• ENTRIES SHOWN:
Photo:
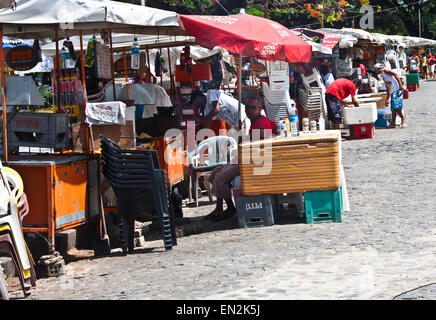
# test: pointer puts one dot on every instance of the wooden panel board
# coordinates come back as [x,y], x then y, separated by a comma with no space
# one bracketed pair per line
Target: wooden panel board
[122,135]
[305,163]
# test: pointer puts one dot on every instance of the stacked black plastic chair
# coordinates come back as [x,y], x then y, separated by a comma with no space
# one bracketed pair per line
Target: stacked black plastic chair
[137,181]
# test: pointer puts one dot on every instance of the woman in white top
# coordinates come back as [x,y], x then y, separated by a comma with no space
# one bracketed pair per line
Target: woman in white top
[217,104]
[394,93]
[326,75]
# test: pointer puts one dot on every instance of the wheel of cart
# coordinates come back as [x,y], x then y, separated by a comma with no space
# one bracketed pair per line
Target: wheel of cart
[4,294]
[135,175]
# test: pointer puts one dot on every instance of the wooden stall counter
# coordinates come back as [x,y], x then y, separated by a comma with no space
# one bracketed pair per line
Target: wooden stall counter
[288,165]
[61,191]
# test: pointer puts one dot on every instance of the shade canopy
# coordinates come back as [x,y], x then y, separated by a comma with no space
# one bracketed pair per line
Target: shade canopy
[247,35]
[40,18]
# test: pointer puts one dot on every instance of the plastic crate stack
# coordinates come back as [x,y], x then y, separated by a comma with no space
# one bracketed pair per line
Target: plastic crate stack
[275,103]
[135,176]
[311,101]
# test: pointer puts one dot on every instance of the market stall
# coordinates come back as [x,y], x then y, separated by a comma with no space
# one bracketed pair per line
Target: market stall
[69,176]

• WHAT IS EXPECTED: Omit every picture while printing the data word for word.

• RESULT:
Photo:
# test: pointer puts one dot on every instance of the wooden panel board
# coordinates come back as [x,y], x then y, separated by a comma with no space
# one bracketed pair per line
Target: wooden panel board
[122,135]
[305,163]
# test: pointer puts one dot on every instance of the stacked black plastic chair
# coordinates come back as [x,y], x then y, separated by a comma with no space
# one bracketed pair per line
Target: stacked black plastic chair
[137,181]
# test: pointer puts one dot on every instance of the woman in white top
# coordinates come back as [x,y], x then y, separated by a comma with no space
# one bracketed pair per line
Target: woman in white top
[217,104]
[394,93]
[326,75]
# test: pointer puts one dot on every instance of the wheel of cart
# coordinates come back as [x,y], x then y, separated by a comma with no space
# one bracketed pair per line
Target: wheel of cart
[4,294]
[135,175]
# test: pointer puts one dot on every instance of the wooden stall counter
# coordinates come back as [x,y], x then y, separated by a comma with no space
# one bracketed pair per line
Target: wooden stall counter
[288,165]
[61,191]
# test: pointer puts one dot on every instance of the shade canopy
# coordinates come back as [x,y], x then y, separated by a comma with no space
# one bracketed pair per line
Target: shade canopy
[247,35]
[40,18]
# test: pointer puts one dot on every instance of the plastic crate stack
# coordinates come back as [x,y], x then y, separated by a comma with no space
# one bracketed pair per line
Target: plastic crate stack
[275,103]
[135,176]
[311,101]
# test: pointer puts one dot on every instance of the market stall
# coordinates come back as [x,y], x then y, separated by a comma with no space
# one bracketed pair per line
Target: market stall
[69,176]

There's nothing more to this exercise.